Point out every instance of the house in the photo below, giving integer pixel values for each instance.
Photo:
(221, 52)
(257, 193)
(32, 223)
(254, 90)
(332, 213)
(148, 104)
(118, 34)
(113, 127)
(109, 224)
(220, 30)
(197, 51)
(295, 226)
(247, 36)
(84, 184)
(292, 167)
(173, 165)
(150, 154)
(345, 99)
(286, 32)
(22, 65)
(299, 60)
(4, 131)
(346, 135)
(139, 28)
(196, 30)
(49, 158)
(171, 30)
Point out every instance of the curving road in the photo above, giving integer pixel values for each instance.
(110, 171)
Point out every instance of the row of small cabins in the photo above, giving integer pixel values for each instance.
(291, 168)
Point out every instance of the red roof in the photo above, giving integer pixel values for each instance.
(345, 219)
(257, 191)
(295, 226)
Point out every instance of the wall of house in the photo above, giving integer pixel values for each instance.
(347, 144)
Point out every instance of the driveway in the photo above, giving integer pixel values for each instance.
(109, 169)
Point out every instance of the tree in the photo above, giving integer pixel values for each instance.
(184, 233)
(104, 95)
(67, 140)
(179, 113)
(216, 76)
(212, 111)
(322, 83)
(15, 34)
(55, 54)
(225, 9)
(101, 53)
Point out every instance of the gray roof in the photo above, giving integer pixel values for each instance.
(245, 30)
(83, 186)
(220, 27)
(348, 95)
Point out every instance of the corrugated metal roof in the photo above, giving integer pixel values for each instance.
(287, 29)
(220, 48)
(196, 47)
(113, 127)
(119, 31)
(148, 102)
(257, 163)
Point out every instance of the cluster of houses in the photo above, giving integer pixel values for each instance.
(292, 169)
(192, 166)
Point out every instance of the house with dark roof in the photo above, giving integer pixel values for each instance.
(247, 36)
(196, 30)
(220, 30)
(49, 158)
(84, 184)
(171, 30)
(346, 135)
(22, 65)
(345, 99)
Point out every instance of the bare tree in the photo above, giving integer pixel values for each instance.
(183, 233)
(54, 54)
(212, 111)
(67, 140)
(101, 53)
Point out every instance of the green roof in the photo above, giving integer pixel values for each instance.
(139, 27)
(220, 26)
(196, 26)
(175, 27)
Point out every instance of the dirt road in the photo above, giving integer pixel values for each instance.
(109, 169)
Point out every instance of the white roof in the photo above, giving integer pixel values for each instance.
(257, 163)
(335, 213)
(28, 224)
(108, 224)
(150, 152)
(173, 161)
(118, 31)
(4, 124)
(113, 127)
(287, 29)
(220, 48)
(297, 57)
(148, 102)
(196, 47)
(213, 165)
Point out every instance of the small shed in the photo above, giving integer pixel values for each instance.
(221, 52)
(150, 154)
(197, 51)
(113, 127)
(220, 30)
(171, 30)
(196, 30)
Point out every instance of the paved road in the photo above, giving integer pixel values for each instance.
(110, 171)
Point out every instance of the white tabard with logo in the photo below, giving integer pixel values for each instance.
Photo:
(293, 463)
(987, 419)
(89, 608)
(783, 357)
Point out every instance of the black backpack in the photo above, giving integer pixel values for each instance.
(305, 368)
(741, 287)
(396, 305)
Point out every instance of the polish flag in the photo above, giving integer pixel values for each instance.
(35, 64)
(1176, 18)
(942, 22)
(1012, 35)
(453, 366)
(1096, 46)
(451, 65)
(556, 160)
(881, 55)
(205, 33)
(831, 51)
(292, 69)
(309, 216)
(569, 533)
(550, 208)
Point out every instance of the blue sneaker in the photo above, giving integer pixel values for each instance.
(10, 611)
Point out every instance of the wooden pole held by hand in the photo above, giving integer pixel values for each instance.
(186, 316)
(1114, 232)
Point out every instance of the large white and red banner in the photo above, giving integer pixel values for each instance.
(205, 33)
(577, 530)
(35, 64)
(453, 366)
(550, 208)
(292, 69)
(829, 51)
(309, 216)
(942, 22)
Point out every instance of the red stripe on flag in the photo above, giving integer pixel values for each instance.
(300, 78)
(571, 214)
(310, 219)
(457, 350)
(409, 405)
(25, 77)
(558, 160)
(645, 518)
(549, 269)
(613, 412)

= = = =

- _DESCRIPTION OF THE TASK_
Rewrite all of the records above, changing "integer pixel values" to "whole-number pixel coordinates" wherever it occurs and leaving everything else unchanged.

- _FULL ANSWER_
Point out every instance of the house in the photo below, giving whole-number pixel coordinates for each instance.
Photo:
(221, 52)
(257, 193)
(32, 223)
(254, 90)
(332, 213)
(148, 104)
(118, 34)
(113, 127)
(109, 224)
(220, 30)
(197, 51)
(295, 226)
(247, 36)
(84, 184)
(292, 167)
(173, 165)
(150, 154)
(345, 99)
(286, 32)
(22, 65)
(299, 60)
(4, 131)
(346, 135)
(139, 28)
(196, 30)
(49, 158)
(171, 30)
Point out every instance of the curving road in the photo above, giving whole-number pixel coordinates for each instance.
(110, 171)
Point out every instance of the row of small cabins in the photo above, giving whole-number pixel coordinates for each instance.
(291, 168)
Point out every instance of the red roof in the photo above, giving whole-number pixel coordinates for each instance.
(345, 219)
(257, 191)
(295, 226)
Point out every instance of the wall of house in the photo above, giving whole-number pixel coordinates for each instance.
(347, 144)
Point out every instance of the driveway in the photo above, giving whole-number pixel coordinates for each instance.
(109, 169)
Point out every instance of the tree in the photo above, giving whole-number pixel coordinates for each instance.
(184, 233)
(104, 95)
(67, 140)
(179, 113)
(216, 76)
(212, 111)
(322, 83)
(15, 34)
(55, 54)
(225, 9)
(101, 53)
Point out every instance of the gray roof in the photo above, giving whole-number pixel coordinates for each instance.
(245, 30)
(83, 186)
(220, 27)
(348, 95)
Point out every instance of the corrugated metal roof in the photo above, giving whole-number pixel coordinates for each instance.
(287, 29)
(220, 48)
(196, 47)
(113, 127)
(119, 31)
(148, 102)
(257, 163)
Point out every instance of the cluster of houses in the photo above, giving whole-number pixel coordinates for each instance.
(292, 169)
(192, 166)
Point out every instance of the house with dark roof in the photo above, giving whole-number pixel coordinates for each instance.
(247, 36)
(196, 30)
(220, 30)
(49, 158)
(84, 184)
(171, 30)
(346, 135)
(22, 65)
(345, 99)
Point out every instance of the bare tree in the photo above, giving whole-number pixel coordinates for each instance.
(183, 233)
(54, 54)
(212, 111)
(67, 140)
(101, 53)
Point out every instance of the green roof in the photo above, giving whole-number pixel coordinates for each instance.
(139, 27)
(220, 26)
(196, 26)
(175, 27)
Point out every instance of the dirt road in the photo above, giving whole-number pixel coordinates for each instance.
(109, 169)
Point out every instance of the white roof in the photo above, giving whole-number pixel coordinates for each instance.
(257, 163)
(335, 213)
(28, 224)
(108, 224)
(150, 152)
(173, 161)
(118, 31)
(4, 124)
(113, 127)
(287, 29)
(220, 48)
(297, 57)
(148, 102)
(196, 47)
(213, 165)
Point out every instance of the small shed in the photo above, giving whole-number pixel coordinates for each instance.
(221, 52)
(150, 154)
(197, 51)
(113, 127)
(220, 30)
(171, 30)
(196, 30)
Point out every instance of the paved road in the photo above, giving whole-number pixel coordinates for each instance.
(110, 171)
Point out every instance of the white tabard with logo in the photo below, giving whole-number pixel coordinates for each instance.
Photo:
(293, 463)
(987, 419)
(89, 608)
(783, 357)
Point out every instance of the black backpack in the photo above, giving whole-number pixel coordinates for each instance.
(305, 368)
(741, 287)
(396, 305)
Point out every instance of the polish flag in the photo above, giving whole-number pixel coordinates for each instance.
(35, 64)
(1176, 18)
(942, 22)
(1012, 35)
(453, 366)
(1096, 46)
(451, 65)
(556, 160)
(881, 55)
(205, 33)
(831, 51)
(292, 69)
(309, 216)
(569, 533)
(550, 208)
Point out every instance of the blue sneaker in the photo above, giving whole-number pixel coordinates for each instance.
(10, 611)
Point out every instance of the wooden pole held by hand in the photo above, giving whole-number pixel coordinates for each instance.
(186, 316)
(1114, 232)
Point out every instance of the large white and red banner in the photo above, giving whole-number pixel coordinates for each instance.
(205, 33)
(577, 530)
(35, 64)
(453, 366)
(550, 208)
(292, 69)
(829, 51)
(309, 216)
(942, 22)
Point out every instance of the red stripe on flag in the photo above, giving whole-number pixel coordinates for each instance.
(300, 78)
(571, 214)
(310, 219)
(457, 350)
(409, 405)
(25, 77)
(558, 160)
(645, 518)
(549, 269)
(613, 412)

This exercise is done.